::: DATA IN THIS EXERCISE
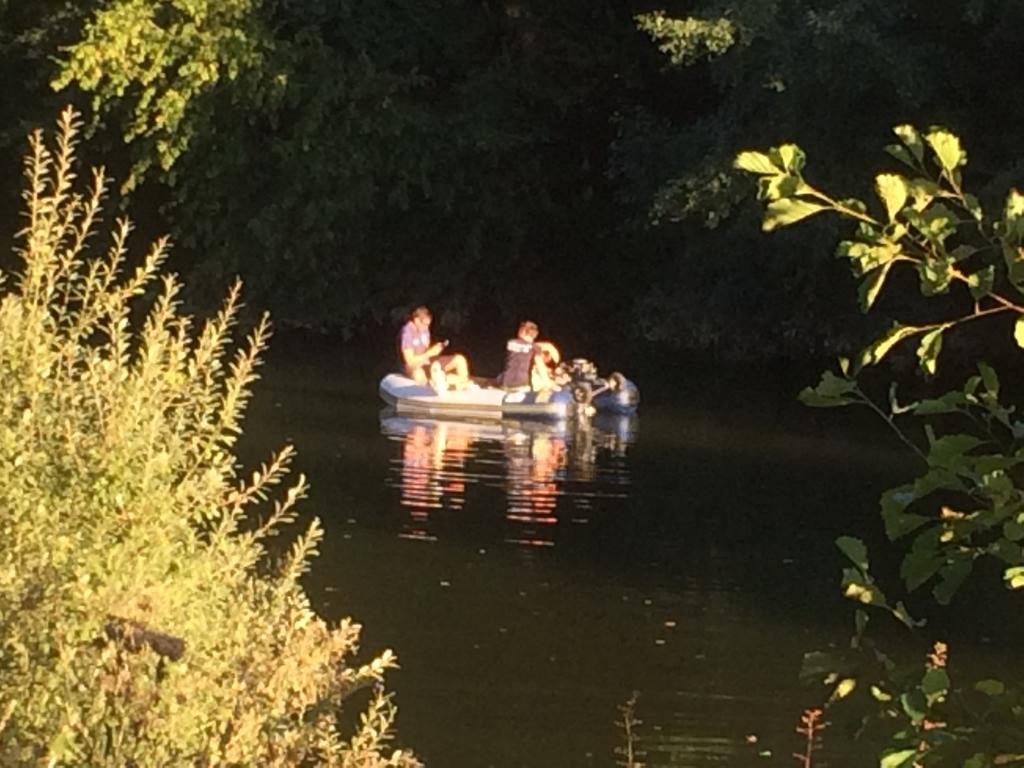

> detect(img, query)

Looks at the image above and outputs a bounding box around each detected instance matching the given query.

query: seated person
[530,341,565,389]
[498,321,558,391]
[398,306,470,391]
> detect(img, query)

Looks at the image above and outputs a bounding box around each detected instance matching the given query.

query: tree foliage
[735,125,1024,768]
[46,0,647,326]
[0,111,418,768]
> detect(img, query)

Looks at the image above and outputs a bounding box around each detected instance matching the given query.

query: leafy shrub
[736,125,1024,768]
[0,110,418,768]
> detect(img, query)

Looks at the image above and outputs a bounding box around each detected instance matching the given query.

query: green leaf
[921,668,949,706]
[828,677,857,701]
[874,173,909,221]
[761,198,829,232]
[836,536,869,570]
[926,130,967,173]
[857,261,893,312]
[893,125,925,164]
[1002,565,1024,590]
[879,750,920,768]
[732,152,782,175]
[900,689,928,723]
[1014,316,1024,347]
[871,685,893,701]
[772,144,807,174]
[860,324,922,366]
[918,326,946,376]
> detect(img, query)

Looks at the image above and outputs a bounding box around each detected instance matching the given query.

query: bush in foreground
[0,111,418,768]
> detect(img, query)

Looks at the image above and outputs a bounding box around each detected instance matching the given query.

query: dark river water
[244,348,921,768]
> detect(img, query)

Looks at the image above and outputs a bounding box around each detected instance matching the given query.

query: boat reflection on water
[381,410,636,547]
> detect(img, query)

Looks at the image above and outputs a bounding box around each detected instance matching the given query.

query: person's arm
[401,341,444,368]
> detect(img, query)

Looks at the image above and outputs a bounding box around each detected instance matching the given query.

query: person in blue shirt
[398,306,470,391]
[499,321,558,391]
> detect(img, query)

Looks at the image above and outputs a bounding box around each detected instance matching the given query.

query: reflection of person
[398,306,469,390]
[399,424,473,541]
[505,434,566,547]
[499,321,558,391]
::::::
::: DATA IN THIS EXERCISE
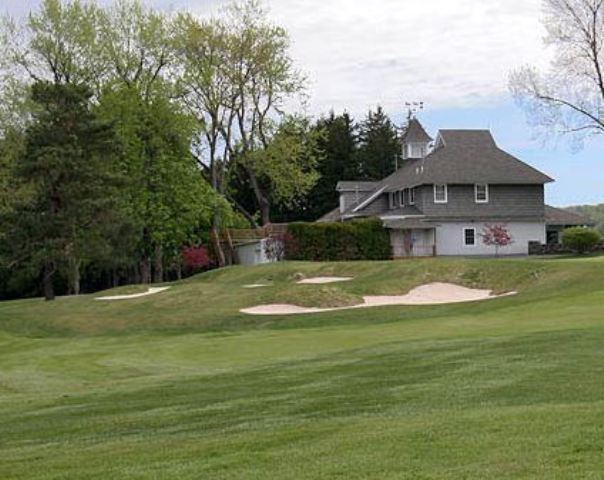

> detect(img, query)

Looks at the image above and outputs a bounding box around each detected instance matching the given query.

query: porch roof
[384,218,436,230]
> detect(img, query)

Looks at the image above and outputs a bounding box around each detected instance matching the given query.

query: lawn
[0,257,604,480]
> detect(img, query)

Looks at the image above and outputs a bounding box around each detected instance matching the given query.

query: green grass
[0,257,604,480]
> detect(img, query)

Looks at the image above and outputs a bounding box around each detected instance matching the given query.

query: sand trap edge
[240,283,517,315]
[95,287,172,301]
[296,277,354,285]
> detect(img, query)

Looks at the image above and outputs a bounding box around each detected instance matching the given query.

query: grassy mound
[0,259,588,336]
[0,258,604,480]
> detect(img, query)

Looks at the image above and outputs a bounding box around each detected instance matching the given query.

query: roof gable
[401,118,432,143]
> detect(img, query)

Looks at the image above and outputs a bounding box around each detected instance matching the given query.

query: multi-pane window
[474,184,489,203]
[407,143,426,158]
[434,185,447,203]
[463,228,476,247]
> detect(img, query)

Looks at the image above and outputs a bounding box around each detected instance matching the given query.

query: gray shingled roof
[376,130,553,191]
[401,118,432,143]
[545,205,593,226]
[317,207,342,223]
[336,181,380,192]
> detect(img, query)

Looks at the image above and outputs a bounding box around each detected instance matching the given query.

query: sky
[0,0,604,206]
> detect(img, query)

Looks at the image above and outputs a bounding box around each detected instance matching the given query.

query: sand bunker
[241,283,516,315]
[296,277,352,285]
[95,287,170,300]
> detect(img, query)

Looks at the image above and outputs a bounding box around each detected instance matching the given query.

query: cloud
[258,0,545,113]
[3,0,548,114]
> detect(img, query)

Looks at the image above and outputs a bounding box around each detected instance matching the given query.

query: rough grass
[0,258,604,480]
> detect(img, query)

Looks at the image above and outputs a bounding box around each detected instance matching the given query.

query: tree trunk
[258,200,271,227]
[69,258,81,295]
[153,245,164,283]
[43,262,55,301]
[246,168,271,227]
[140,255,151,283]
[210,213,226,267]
::::::
::: DATA IN THIS EXERCISE
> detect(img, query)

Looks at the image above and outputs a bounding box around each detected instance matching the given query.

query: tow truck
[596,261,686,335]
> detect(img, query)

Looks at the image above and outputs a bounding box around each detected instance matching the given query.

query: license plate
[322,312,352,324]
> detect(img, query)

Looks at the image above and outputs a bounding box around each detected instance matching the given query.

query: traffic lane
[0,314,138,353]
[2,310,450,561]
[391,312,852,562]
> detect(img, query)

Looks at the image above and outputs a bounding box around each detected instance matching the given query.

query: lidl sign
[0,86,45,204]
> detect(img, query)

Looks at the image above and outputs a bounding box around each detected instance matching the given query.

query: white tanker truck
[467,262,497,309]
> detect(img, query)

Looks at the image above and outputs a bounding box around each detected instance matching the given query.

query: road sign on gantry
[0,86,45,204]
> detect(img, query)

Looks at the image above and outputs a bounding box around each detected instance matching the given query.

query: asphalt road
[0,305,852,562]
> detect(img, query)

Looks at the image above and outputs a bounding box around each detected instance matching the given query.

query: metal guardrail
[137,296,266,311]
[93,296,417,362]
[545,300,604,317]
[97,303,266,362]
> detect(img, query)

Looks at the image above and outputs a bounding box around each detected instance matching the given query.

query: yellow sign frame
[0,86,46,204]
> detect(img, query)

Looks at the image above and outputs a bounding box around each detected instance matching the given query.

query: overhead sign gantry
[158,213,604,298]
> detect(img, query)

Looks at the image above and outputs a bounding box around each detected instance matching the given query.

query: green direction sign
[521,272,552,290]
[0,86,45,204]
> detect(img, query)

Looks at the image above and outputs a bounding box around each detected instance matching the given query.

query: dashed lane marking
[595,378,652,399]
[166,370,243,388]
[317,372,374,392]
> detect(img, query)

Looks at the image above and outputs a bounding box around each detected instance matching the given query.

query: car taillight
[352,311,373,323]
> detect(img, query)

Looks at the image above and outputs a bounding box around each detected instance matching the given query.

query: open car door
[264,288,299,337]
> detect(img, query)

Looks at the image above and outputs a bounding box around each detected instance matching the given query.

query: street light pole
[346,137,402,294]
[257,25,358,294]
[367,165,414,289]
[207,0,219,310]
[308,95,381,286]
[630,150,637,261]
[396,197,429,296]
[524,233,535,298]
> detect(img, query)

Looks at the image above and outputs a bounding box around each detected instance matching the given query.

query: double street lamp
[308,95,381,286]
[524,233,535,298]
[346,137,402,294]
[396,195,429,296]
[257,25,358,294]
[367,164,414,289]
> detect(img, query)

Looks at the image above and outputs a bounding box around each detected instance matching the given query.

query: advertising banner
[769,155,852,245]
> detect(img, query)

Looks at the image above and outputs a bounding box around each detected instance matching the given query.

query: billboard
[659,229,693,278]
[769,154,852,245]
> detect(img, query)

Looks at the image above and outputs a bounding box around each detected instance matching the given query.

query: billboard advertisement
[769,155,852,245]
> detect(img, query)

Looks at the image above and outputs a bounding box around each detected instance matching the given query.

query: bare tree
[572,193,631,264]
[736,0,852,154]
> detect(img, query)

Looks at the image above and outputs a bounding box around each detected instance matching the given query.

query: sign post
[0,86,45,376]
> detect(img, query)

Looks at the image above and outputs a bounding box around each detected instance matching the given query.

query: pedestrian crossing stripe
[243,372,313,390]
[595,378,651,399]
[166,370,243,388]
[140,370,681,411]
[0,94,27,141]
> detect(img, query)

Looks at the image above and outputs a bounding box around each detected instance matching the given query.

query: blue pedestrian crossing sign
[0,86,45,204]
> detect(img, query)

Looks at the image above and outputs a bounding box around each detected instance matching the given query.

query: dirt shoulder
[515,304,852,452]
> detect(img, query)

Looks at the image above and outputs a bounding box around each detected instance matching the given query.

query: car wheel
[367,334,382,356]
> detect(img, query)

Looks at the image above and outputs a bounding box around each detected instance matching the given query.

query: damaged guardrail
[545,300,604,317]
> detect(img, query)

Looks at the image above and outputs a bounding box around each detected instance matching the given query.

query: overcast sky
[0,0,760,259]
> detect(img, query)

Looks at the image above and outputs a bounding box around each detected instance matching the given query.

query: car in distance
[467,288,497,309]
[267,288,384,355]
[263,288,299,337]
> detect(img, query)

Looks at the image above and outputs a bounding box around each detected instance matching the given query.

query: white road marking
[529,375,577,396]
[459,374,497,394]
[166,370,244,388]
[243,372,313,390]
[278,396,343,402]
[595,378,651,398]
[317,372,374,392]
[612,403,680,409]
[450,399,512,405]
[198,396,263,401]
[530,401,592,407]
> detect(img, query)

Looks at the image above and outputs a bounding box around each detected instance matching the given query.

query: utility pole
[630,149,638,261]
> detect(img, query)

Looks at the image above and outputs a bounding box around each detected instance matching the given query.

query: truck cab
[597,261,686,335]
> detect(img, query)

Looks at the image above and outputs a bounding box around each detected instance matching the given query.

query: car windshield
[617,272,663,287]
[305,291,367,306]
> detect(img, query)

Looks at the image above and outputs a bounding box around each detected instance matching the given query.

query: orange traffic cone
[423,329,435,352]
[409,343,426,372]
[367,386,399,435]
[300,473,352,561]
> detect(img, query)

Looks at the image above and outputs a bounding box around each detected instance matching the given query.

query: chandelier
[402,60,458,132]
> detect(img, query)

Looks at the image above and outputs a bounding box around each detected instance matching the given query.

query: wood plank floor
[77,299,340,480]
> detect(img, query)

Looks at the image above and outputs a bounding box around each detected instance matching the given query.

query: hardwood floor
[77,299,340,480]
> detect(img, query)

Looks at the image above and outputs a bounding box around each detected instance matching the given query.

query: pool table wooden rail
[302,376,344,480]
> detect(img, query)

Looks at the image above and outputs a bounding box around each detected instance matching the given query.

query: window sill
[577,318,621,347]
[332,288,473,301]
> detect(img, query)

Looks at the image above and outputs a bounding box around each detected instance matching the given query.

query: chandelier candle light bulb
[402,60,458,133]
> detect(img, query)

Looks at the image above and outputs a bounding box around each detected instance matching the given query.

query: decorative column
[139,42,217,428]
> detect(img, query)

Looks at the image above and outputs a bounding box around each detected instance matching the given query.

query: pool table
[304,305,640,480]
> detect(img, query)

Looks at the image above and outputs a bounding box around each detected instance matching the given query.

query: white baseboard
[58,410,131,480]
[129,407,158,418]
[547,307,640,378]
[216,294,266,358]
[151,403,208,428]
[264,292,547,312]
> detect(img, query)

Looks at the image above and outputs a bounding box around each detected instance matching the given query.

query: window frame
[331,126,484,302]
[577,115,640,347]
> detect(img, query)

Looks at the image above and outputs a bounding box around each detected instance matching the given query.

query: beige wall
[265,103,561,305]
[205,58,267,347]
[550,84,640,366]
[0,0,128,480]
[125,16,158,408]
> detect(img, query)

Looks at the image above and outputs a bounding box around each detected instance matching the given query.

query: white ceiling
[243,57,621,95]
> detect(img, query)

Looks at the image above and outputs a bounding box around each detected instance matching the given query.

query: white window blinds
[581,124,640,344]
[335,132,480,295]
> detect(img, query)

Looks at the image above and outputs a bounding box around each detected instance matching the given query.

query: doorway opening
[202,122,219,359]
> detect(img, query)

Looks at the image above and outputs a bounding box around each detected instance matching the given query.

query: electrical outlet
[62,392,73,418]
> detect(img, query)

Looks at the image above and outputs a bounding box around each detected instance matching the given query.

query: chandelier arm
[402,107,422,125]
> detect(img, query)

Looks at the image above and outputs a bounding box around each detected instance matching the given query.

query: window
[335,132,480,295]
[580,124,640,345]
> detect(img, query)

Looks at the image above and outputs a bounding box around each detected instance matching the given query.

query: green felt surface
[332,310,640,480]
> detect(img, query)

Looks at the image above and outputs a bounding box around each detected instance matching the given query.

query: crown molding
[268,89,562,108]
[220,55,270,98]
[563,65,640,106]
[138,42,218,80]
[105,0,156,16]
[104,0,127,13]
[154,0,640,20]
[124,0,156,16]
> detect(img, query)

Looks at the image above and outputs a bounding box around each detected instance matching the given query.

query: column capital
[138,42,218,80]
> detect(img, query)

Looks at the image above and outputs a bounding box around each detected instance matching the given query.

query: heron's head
::::::
Pick out every line in the entries above that contains the word "reflection", and copy each one out in full.

query: boat reflection on water
query: reflection of person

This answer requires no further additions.